(Data shown Opens)

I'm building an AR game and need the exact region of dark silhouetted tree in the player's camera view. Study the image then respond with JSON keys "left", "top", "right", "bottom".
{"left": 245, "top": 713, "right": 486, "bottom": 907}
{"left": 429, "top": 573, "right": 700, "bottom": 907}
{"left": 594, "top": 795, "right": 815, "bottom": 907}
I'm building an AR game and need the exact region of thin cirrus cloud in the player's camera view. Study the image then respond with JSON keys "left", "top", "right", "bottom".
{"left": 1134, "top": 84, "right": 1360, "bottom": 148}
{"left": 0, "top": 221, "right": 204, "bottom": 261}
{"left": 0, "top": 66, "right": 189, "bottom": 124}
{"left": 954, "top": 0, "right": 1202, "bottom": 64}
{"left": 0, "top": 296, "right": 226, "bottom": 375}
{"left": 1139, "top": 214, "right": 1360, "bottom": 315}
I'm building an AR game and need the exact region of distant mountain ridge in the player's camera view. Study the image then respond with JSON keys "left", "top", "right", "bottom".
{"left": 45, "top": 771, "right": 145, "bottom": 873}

(Data shown Closes)

• _The problem_
Your task is to write out the lines from the one with "region of distant" through the end of the records, exactly and with nothing added.

• _Answer to the problem_
I'm building an AR game and need the exact region of distant mountain ridge in the player's camera view. Study the image then respond with JSON keys "left", "top", "right", "bottom".
{"left": 45, "top": 771, "right": 145, "bottom": 873}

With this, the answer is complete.